What you will do -
Can you pick up the talk on data literacy and visualization right after its last sentence and carry it forward?

Given passage -
┄┄┄┄┄┄┄┄┄┄
So to wrap things up, I just want to share a few things:
Data literacy improves communication between both consumers and producers of data across the firm.
We can use data visualizations to provide context, insight, and understanding from data to a large audience of users without being a data scientist or an engineer.
Data models are the secret sauce to fast, fast visualizations. Creating your data miles to answer questions, so you can focus on the Why.
KYD, or Know Your Data. It requires you to do a little research about the underlying source. You can uncover business rules that are not transparent in the data itself. KYC will build trust when you're analyzing and arguing with your data.
Lastly, sharing is caring. We want to break down those analytic silos by empowering others within the organization to read, work with, analyze, and argue with data.
So thank you very much for joining me today. I look forward to having more conversations about analytics and all things data. So I think we're ready for some questions.
Questions and Answers
Question: You mentioned not having too many colors in a visualization. Is there a best practice to have only a certain amount of colors? Is there a maximum of 6 or 10 colors for example?
Answer: That's a good question. It will vary, depending on the data subject that you're working with. But I do go to the power of three sometimes. I've seen a lot of value in theming your applications now, and color matching within the dimensions across different charts and apps. Three is ideal, but if you have to go more, then, you know, five or seven can work. I think the key takeaway from that is if you have to display lots of colors, make sure they don't contradict something in another chart. So the legend in one chart is the same color as the different dimension values in another. That happens in geography often right? If you're looking at a map of countries and then you look over in another dimension and it has the same color that's using, for example, Belarus or whatever other countries you have. The user in the audience would start confusing, is that data associated with that country? Even know that the other chart is not related to that.
Question: Is it better to create one multiple-dimension chart or multiple one-dimension charts?
Answer: I am definitely, on the side of less, is more. So I usually go to one-dimensional charts. I find that multiple dimension charts or creating complimentary charts can confuse the user. But even in my last example, right? I am using color and dimensions to tell that story. So one suggestion would be, use the color as an opportunity to add another insight, without adding an extra dimension in the chart. So you don't have to display too many values all at the same time.
Question: Can over-labeling add clutter or add confusion? I think this is something that I've definitely seen also in my personal life when I look at different data visualizations, and I look at different data, storytelling techniques, and books. Or is it best possible to provide all labels and ensure they are built on quickly?
Answer: Yeah, there's a lot of give and take on that. You know, once you see this chart for the first time, there doesn't need to be all this boilerplate language to explain everything to the user, because the next time they go in, they already know all the information in their data, that's the KYD, right? All the extra background or history of how you got to that. I try to always provide information about the data or some kind of link to that information. So maybe that's a nice tradeoff. We always have pages or, you know, links to our apps to give much more detail around the methodology of how we built the app and the data dictionaries or details around, you know, how to read the charts. I've been leaning towards using YouTube-style videos on occasion to train people. Because I find that to be also being about, available to for first time users. But there's no right or wrong answer, there's sometimes, you know, for legal responsibilities, you have to put, you know, regulatory stuff. You know, you have to put the boilerplate language in there.
┄┄┄┄┄┄┄┄┄┄
Dataset content -
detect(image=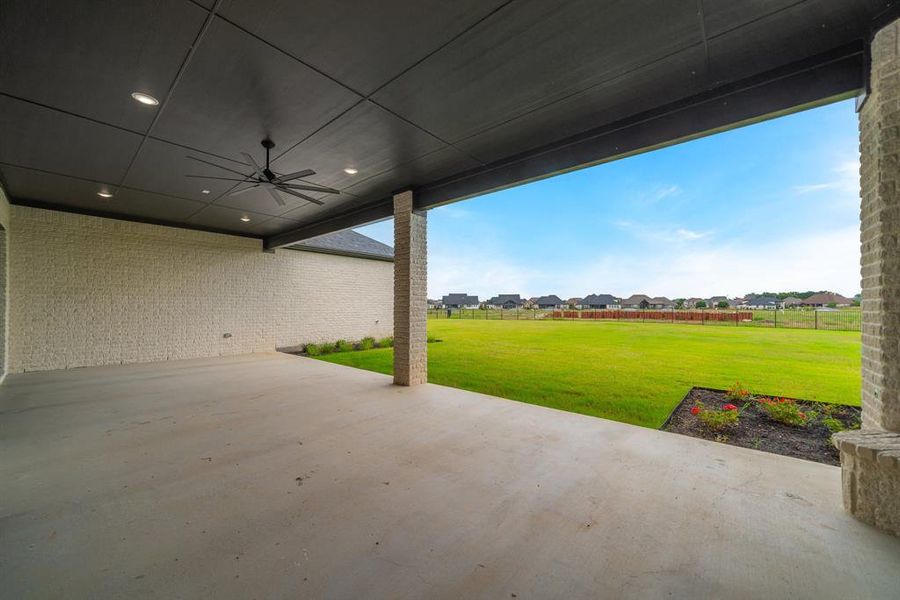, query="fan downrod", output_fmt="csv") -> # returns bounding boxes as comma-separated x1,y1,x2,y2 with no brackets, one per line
260,138,275,181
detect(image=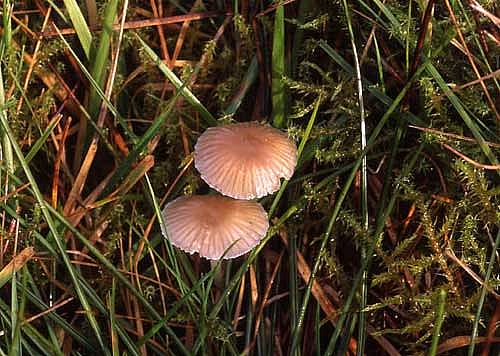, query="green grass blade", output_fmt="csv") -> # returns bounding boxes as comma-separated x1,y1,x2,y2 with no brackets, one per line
64,0,92,58
0,112,109,355
271,5,286,128
136,35,218,126
467,230,500,356
89,0,118,118
429,289,448,356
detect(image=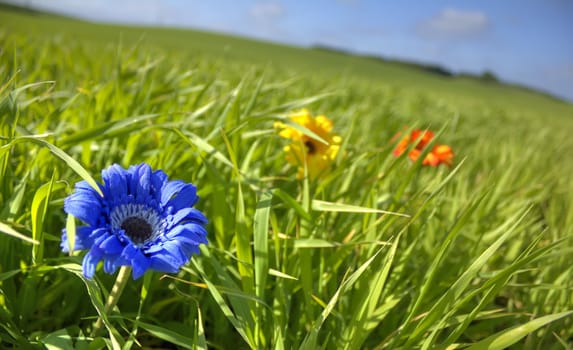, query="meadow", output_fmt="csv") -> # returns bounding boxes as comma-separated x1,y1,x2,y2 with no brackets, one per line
0,8,573,350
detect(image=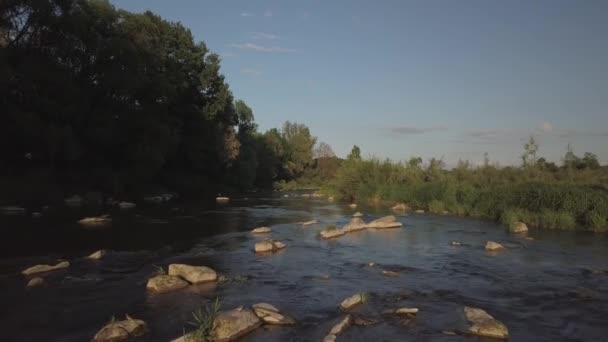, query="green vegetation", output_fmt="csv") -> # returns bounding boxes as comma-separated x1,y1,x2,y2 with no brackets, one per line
324,139,608,231
188,297,221,342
┄┄┄┄┄┄┄┄┄┄
Right answer -
Question: What are your default tools or techniques for exploratory data analysis?
Answer: Oh wow. So I mean my book is using Jupyter Notebook. And that's using Python Code and SQL. Certainly, that's the advantage to using Jupyter as it is, it ties well into the modern ecosystems and libraries that are available for data scientists. So, for going down that path for doing predictive models, then staying within the technology stack makes sense. However, we do have lots of technology tools available for us at Bloomberg like business intelligence and analytics visualization tools, Tableau, Qlik Sense, certainly at the top of the List, Power BI. There's plenty of examples out there that tell you which ones are better or worse, but I find a lot of them, from a visualization perspective, offer a lot of out-of-the-box features.
Question: I'm a full-stack analyst working with various leaders to have data-driven decision-making. One of the main prerequisites is the trust and real reliability of data that leaders may refuse to even start a conversation. If they do not trust how reliable data is, Do you have any recommendations? To have buy-in from influential business leaders? Is this part of `I know your data’?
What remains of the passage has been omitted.